Written request
Rewrite every line of the records below, swapping "retail-shelf audit" for "park scene survey" and changing nothing else. Leave the pictures out of your answer.

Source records
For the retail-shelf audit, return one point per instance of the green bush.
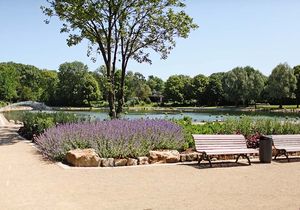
(35, 123)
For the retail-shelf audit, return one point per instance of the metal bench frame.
(240, 149)
(285, 144)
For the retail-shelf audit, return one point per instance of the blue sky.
(231, 33)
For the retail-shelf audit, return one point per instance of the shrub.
(115, 138)
(35, 123)
(250, 128)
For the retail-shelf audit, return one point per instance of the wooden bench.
(285, 144)
(209, 145)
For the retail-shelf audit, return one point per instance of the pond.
(196, 116)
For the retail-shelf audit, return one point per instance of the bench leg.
(200, 158)
(244, 155)
(204, 156)
(282, 152)
(208, 158)
(237, 159)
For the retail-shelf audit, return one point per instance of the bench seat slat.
(231, 151)
(289, 149)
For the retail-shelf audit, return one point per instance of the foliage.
(8, 83)
(115, 138)
(178, 88)
(243, 85)
(297, 91)
(251, 129)
(76, 86)
(214, 92)
(122, 30)
(156, 84)
(281, 83)
(199, 85)
(35, 123)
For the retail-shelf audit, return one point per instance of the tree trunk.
(280, 105)
(111, 92)
(121, 98)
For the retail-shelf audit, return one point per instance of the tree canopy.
(281, 83)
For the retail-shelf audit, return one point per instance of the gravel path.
(29, 182)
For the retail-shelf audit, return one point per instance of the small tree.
(121, 30)
(281, 83)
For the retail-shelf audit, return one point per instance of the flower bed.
(111, 139)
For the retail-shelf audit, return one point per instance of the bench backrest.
(286, 140)
(219, 142)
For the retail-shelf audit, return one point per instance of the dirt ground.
(27, 181)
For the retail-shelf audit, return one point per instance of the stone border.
(67, 167)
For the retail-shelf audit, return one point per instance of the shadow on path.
(9, 135)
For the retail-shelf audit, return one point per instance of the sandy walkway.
(28, 182)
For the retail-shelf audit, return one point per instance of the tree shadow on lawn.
(9, 135)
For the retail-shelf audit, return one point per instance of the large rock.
(83, 158)
(132, 162)
(120, 162)
(143, 160)
(165, 156)
(107, 162)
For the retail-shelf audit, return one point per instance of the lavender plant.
(116, 138)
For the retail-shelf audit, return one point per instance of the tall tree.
(8, 83)
(243, 84)
(156, 84)
(49, 81)
(199, 85)
(76, 85)
(297, 91)
(122, 30)
(214, 93)
(281, 83)
(177, 88)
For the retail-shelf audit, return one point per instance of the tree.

Expected answer
For the park scene survey, return one point per instance of the green bush.
(35, 123)
For the park scene survey, return one point per instance of the metal bench frame.
(240, 149)
(285, 144)
For the park scene survey, return one point per instance of the blue sky.
(231, 33)
For the park scene survey, return one point per instance of the shrub.
(115, 138)
(35, 123)
(250, 128)
For the park scene survey, return one point per instance of the wooden bench.
(285, 144)
(209, 145)
For the park scene survey, return one point per instance of the pond.
(196, 116)
For the park scene survey, return one point per instance of the bench leg.
(200, 158)
(244, 155)
(204, 156)
(282, 152)
(208, 158)
(237, 159)
For the park scene survey, return one point per instance of the bench seat slat.
(231, 151)
(289, 149)
For the park scene survey, return one point per instance of the foliage.
(8, 83)
(115, 138)
(178, 88)
(243, 85)
(297, 91)
(251, 129)
(76, 86)
(214, 92)
(122, 30)
(156, 84)
(281, 83)
(199, 85)
(35, 123)
For the park scene survey, return one point per instance of the tree trunk.
(280, 105)
(111, 92)
(121, 98)
For the park scene survey, return one point per instance of the tree canopy.
(281, 83)
For the park scene survey, return one point per instance of the gravel path.
(29, 182)
For the park scene survey, return one point per instance of the small tree.
(121, 30)
(281, 83)
For the park scene survey, return one point per instance of the flower bed.
(111, 139)
For the park scene survey, return one point per instance of the bench backrest.
(286, 140)
(219, 142)
For the park scene survey, return one point per instance of the dirt ground.
(27, 181)
For the park scene survey, return one point per instance of the stone border.
(67, 167)
For the park scene survey, return one point per instance of the shadow on path.
(9, 135)
For the park scene survey, return one point per instance of the sandy walkway.
(28, 182)
For the park scene survey, return one point per instance of the tree shadow on lawn.
(9, 135)
For the park scene survey, return one point per instance of the large rock.
(83, 158)
(132, 162)
(120, 162)
(143, 160)
(165, 156)
(107, 162)
For the park scene survey, return one point per instance of the lavender plant.
(116, 138)
For the park scene survey, return one point per instance of the tall tree.
(8, 83)
(243, 84)
(156, 84)
(49, 81)
(199, 85)
(76, 85)
(297, 91)
(122, 30)
(214, 93)
(281, 83)
(177, 88)
For the park scene survey, return one point per instance of the tree.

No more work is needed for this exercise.